EXCERPTED DATA
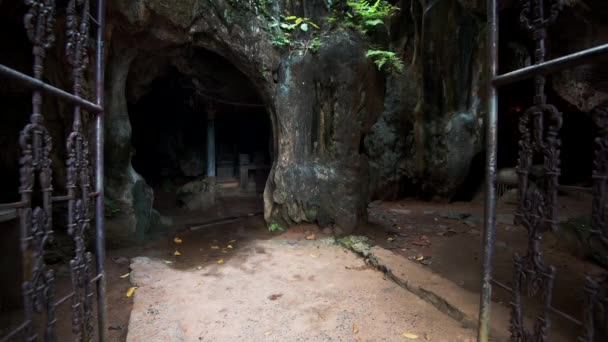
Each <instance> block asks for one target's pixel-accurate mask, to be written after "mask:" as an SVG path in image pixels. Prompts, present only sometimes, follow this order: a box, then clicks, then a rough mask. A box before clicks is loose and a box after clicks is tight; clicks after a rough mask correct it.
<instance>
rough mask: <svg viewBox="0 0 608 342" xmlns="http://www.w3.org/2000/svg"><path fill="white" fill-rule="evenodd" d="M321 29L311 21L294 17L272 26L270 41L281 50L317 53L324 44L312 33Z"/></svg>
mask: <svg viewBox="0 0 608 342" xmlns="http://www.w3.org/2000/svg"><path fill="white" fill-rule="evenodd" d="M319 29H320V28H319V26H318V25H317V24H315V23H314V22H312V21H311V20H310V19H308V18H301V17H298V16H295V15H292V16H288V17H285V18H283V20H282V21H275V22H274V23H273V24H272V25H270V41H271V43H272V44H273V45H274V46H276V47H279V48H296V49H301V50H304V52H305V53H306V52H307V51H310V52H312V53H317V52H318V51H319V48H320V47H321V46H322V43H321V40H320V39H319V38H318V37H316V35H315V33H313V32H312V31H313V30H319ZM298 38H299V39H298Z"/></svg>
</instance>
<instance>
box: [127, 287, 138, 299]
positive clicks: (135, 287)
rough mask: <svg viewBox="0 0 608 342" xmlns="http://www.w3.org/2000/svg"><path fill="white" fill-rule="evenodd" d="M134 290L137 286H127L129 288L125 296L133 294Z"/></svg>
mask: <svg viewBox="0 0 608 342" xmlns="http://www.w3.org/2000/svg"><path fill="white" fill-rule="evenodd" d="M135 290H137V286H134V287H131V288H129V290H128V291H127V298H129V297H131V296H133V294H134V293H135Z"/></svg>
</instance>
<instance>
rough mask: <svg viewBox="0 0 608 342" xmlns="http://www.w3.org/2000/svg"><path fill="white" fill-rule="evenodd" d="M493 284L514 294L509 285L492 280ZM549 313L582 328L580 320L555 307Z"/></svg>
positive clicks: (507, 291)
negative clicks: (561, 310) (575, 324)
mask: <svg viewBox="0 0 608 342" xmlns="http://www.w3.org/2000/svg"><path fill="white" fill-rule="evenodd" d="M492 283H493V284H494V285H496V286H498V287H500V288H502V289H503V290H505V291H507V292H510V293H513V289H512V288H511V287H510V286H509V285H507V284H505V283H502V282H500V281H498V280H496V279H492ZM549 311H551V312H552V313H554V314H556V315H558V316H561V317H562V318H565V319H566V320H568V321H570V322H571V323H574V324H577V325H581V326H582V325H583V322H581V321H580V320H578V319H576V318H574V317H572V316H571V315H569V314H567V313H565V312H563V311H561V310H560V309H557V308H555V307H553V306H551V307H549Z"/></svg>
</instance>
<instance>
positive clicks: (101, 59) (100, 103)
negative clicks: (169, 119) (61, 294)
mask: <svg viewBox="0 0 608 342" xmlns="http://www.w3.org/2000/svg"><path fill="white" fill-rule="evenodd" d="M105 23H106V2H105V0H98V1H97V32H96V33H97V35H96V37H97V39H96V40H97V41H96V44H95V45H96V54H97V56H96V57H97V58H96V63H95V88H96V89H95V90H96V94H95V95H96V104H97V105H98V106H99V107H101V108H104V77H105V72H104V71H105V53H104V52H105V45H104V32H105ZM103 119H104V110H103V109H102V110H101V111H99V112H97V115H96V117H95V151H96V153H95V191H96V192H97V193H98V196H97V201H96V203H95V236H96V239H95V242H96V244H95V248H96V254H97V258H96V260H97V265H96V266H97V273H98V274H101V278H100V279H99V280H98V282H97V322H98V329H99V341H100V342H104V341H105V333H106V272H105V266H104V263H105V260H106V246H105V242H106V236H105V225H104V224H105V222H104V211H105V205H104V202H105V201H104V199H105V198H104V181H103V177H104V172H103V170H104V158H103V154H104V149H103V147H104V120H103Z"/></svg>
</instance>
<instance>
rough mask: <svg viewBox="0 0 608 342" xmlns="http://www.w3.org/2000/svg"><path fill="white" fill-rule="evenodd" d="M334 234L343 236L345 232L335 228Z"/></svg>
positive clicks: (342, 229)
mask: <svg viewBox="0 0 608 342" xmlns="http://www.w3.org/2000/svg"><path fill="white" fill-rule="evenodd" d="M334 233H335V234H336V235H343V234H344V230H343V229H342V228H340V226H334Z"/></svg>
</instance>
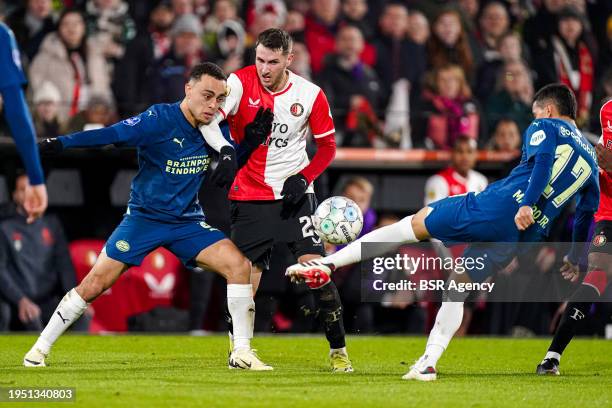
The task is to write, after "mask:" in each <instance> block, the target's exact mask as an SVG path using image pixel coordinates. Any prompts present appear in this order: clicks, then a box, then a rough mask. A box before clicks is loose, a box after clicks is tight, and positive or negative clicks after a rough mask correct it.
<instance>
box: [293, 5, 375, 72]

DIRECTIVE
Count the lines above that contain the word "target", and reply with that number alone.

SOLUTION TO THIS PROBLEM
2